Keeping every word in place, write out the entries that come next.

■ **Available data**
========================================
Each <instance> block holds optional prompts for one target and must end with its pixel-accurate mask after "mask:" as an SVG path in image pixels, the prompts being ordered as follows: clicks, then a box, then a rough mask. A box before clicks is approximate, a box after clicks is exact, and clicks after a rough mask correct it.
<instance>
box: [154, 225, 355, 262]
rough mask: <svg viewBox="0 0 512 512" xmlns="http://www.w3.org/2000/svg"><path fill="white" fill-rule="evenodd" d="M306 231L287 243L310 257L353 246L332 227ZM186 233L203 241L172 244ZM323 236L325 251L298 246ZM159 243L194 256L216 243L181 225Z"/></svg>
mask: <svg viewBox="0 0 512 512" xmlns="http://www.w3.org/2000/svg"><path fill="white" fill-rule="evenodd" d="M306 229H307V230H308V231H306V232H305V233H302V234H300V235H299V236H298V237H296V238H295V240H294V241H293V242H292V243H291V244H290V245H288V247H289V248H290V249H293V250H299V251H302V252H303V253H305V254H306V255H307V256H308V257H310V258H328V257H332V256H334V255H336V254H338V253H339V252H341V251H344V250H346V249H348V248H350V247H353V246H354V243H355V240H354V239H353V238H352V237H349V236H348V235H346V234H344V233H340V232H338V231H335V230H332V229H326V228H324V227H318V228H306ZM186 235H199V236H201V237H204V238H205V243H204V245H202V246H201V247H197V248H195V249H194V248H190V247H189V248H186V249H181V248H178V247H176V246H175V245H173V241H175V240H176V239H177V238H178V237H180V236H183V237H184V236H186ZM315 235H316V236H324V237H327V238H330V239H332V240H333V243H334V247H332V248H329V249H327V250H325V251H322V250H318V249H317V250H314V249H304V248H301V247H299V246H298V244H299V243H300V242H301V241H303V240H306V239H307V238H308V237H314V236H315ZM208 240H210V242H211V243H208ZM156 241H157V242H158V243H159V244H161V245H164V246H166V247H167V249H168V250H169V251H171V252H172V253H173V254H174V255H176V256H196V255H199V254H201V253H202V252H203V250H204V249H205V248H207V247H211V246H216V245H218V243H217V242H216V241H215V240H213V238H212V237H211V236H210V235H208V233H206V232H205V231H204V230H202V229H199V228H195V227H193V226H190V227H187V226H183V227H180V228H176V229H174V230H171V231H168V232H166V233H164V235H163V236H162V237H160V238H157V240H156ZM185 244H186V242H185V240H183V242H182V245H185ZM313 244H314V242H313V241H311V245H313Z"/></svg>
========================================
■ **Answer below**
Each <instance> block holds optional prompts for one target and must end with its pixel-accurate mask after "mask:" as an SVG path in image pixels, the prompts being ordered as follows: clicks, then a box, then a rough mask. A box before clicks is approximate, a box after clicks is exact, and clicks after a rough mask correct it.
<instance>
box: [154, 225, 355, 262]
rough mask: <svg viewBox="0 0 512 512" xmlns="http://www.w3.org/2000/svg"><path fill="white" fill-rule="evenodd" d="M306 231L287 243L310 257L353 246L332 227ZM186 233L203 241L172 244ZM323 236L325 251L298 246ZM159 243L194 256L216 243L181 225Z"/></svg>
mask: <svg viewBox="0 0 512 512" xmlns="http://www.w3.org/2000/svg"><path fill="white" fill-rule="evenodd" d="M306 229H307V230H308V231H306V232H305V233H302V234H300V235H299V236H298V237H296V238H295V240H294V241H293V242H292V243H291V244H290V245H288V247H289V248H290V249H293V250H299V251H302V252H303V253H305V254H306V255H307V256H308V257H310V258H328V257H332V256H334V255H336V254H338V253H339V252H341V251H344V250H346V249H348V248H350V247H353V246H354V243H355V240H354V239H353V238H352V237H349V236H348V235H346V234H344V233H340V232H338V231H335V230H332V229H326V228H324V227H318V228H306ZM186 235H199V236H201V237H204V238H205V243H204V245H202V246H201V247H197V248H195V249H194V248H190V247H189V248H186V249H181V248H178V247H176V246H175V245H173V241H175V240H176V239H177V238H178V237H180V236H183V237H184V236H186ZM315 235H316V236H324V237H327V238H330V239H332V240H333V243H334V247H332V248H329V249H327V250H325V251H322V250H318V249H317V250H314V249H304V248H301V247H299V246H298V244H299V243H300V242H301V241H303V240H306V239H307V238H308V237H314V236H315ZM208 240H210V242H211V243H208ZM156 241H157V242H158V243H159V244H161V245H164V246H166V247H167V249H168V250H169V251H171V252H172V253H173V254H174V255H176V256H196V255H199V254H201V253H202V252H203V250H204V249H205V248H207V247H211V246H216V245H218V243H217V242H216V241H215V240H213V238H212V237H211V236H210V235H208V233H206V232H205V231H204V230H202V229H199V228H195V227H193V226H190V227H187V226H183V227H180V228H176V229H174V230H171V231H168V232H166V233H164V235H163V236H162V237H160V238H157V240H156ZM185 244H186V242H185V240H183V242H182V245H185ZM313 244H314V242H313V241H311V245H313Z"/></svg>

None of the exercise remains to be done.